*Consegna A*
Secondo il testo sulla coppia soccorsa a Roma, in quale struttura i due coniugi trascorsero quasi tre mesi di riabilitazione?
*Consegna B*
Scrivi il seguito del testo sulla coppia soccorsa a Roma, cominciando subito dopo la sua ultima frase.

Cinque anni fa, la coppia fu soccorsa in un hotel nel quartiere Monti di Roma. Il marito presentava segni di polmonite interstiziale bilaterale, mentre la moglie mostrava inizialmente sintomi lievi, che però peggiorarono rapidamente. Entrambi furono sottoposti a una terapia combinata di antivirali e cortisone. Dopo quasi tre mesi di riabilitazione al San Filippo Neri, furono dimessi il 21 aprile per tornare in Cina, esprimendo gratitudine nei confronti dello Spallanzani e successivamente effettuando una donazione come gesto di riconoscenza.

*Righe elencate*
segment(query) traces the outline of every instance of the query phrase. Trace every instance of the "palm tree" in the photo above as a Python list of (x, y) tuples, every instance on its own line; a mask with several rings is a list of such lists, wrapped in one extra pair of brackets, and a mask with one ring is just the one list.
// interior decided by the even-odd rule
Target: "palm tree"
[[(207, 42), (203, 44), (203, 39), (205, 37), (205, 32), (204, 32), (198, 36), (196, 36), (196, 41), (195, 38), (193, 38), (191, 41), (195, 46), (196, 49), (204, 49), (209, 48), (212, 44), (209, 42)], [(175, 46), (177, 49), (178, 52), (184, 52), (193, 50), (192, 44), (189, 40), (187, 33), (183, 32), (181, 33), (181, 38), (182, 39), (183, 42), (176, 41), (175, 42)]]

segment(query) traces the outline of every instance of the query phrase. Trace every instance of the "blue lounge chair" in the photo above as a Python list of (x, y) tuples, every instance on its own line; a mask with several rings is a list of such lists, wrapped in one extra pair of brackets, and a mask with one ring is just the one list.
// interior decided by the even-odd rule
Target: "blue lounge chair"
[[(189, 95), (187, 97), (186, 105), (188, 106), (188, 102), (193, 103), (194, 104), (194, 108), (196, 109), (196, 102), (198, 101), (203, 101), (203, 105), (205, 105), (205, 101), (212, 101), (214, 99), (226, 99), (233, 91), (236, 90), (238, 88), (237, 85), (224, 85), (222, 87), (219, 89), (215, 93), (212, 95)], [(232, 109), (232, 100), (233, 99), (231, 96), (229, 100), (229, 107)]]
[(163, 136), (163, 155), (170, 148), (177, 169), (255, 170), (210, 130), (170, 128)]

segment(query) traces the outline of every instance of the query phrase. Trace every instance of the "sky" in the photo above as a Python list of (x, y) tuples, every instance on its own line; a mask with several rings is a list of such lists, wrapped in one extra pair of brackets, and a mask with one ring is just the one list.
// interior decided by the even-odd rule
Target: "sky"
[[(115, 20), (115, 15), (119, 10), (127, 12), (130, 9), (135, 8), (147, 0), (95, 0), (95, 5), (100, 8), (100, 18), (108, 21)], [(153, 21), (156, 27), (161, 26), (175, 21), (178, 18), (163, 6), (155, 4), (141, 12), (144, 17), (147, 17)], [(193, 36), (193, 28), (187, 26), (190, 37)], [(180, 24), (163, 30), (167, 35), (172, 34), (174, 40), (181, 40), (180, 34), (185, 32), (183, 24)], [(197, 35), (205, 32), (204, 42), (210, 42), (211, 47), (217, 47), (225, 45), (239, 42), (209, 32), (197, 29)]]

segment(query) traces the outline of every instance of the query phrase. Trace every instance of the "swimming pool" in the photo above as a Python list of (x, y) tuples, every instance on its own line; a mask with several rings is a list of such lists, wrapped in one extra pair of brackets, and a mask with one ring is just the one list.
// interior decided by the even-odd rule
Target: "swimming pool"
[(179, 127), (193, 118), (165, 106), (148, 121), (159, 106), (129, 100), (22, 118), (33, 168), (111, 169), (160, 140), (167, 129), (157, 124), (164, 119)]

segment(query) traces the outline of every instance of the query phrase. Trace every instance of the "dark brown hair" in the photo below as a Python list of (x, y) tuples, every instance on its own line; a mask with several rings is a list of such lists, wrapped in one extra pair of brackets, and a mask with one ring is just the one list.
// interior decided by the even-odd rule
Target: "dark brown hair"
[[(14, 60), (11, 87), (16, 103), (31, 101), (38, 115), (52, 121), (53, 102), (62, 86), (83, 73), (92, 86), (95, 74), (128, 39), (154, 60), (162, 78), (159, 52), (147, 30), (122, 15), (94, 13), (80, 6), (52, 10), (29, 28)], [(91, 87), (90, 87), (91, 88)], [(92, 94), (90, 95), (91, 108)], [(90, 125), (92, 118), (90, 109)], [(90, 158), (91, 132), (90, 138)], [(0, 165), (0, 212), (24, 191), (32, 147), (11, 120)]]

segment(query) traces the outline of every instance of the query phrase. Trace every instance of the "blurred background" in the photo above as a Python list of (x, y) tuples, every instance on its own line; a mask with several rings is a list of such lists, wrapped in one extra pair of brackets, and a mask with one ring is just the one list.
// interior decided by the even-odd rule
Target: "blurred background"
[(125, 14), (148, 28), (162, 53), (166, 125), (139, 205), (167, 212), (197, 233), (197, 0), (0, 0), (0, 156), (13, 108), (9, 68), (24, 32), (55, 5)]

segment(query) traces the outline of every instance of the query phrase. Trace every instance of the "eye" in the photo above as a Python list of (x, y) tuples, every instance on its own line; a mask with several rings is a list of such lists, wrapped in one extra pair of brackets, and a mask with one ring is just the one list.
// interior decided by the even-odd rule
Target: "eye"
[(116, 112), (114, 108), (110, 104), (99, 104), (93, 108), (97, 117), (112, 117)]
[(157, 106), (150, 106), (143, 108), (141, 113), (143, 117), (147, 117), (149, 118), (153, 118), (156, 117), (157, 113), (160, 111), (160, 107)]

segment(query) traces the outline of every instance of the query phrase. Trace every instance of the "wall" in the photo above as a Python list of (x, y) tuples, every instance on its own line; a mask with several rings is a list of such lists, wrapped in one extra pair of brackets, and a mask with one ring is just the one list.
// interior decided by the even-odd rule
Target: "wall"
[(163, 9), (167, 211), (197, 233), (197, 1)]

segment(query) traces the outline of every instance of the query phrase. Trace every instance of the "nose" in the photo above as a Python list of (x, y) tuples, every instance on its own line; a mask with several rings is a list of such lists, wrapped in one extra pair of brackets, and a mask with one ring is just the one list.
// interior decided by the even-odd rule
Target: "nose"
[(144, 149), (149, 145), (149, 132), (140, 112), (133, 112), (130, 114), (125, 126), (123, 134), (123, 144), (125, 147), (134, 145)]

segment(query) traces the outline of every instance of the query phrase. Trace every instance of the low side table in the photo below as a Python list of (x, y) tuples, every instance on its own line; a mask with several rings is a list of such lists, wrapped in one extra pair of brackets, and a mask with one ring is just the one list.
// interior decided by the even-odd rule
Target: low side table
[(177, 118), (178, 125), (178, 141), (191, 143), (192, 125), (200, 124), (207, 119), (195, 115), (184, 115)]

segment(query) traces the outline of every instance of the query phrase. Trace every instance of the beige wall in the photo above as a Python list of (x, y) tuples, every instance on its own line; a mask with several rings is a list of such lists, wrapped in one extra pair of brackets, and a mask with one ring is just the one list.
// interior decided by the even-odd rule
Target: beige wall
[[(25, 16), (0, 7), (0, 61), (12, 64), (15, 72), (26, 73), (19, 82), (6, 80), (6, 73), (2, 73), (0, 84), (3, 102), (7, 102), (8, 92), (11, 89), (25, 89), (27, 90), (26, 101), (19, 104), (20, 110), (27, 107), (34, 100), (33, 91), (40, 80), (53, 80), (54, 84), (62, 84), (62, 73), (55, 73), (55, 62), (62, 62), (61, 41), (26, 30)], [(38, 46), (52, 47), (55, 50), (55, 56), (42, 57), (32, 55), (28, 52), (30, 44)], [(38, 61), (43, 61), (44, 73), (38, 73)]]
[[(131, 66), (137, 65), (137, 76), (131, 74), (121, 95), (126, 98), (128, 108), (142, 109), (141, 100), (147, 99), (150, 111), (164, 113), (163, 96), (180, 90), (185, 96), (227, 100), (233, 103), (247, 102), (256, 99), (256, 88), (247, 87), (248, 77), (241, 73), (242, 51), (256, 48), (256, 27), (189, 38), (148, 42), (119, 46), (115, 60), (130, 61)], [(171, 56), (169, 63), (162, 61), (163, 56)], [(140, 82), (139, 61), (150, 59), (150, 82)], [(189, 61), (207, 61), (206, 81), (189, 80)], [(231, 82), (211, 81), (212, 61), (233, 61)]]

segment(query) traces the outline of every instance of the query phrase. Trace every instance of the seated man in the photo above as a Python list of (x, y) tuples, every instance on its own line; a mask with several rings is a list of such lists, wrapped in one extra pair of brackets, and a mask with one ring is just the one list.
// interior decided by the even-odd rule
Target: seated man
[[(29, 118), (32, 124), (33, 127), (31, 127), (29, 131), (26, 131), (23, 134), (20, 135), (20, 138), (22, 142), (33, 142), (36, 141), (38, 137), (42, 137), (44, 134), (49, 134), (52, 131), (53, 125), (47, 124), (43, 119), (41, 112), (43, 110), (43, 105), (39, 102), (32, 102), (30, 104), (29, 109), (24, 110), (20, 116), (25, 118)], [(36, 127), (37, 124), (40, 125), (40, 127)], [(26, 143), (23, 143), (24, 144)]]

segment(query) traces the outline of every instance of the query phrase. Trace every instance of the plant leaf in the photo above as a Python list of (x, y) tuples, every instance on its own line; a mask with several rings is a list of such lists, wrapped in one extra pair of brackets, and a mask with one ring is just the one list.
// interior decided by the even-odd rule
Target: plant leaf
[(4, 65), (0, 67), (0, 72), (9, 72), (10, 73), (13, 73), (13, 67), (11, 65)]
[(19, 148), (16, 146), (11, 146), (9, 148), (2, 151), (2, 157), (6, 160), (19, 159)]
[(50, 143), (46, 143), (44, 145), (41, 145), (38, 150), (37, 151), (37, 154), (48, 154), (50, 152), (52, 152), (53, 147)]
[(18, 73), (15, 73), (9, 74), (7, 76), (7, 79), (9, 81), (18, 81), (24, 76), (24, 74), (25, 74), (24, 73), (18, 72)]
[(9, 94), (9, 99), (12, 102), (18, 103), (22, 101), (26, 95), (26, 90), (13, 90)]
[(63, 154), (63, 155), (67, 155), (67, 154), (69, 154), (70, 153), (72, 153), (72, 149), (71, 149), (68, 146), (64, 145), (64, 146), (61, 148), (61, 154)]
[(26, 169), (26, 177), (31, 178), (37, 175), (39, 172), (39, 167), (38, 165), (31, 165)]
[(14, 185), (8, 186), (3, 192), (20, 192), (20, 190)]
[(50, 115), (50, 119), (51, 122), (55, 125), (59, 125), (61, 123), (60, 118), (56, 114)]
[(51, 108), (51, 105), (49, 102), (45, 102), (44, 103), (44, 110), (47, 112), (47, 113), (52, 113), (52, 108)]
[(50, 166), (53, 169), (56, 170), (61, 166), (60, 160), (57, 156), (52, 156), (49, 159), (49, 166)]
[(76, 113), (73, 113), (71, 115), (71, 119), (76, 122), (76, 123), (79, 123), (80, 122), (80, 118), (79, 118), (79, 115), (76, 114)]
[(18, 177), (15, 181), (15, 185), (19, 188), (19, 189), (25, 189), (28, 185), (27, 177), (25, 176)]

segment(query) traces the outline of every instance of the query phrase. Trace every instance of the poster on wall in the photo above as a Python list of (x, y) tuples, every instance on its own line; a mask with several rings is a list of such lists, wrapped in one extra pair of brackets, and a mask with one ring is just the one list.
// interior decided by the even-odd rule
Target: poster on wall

*Risposta scritta A*
Al San Filippo Neri.

*Risposta scritta B*
“Ci sono aspetti legati al Covid su cui è necessario mantenere alta l’attenzione”, continua Girardi. “Non ci riconosciamo né in chi afferma che tutto è stato perfetto cinque anni fa, né in chi sostiene che tutto sia stato sbagliato. Abbiamo fatto molto ed è un’opportunità unica per continuare ad imparare. Essere culturalmente pronti ad affrontare eventi simili è fondamentale, poiché non possiamo prevenire tutto così facilmente. Comprendo la stanchezza legata all’emergenza, ma è essenziale affrontare questi eventi in modo sistematico. Il nostro mondo favorisce la diffusione di alcune epidemie con rapidità. Avere una logica emergenziale è, purtroppo, un fallimento, poiché seguiamo ogni segnale di allerta o focolaio. Dobbiamo invece organizzare un sistema che possa mitigare le possibili conseguenze di tali eventi”. È davvero possibile fare a meno dell’Oms? “Riteniamo che non si possa operare senza cooperazione internazionale; la ricerca non può esistere senza di essa”, chiarisce Girardi.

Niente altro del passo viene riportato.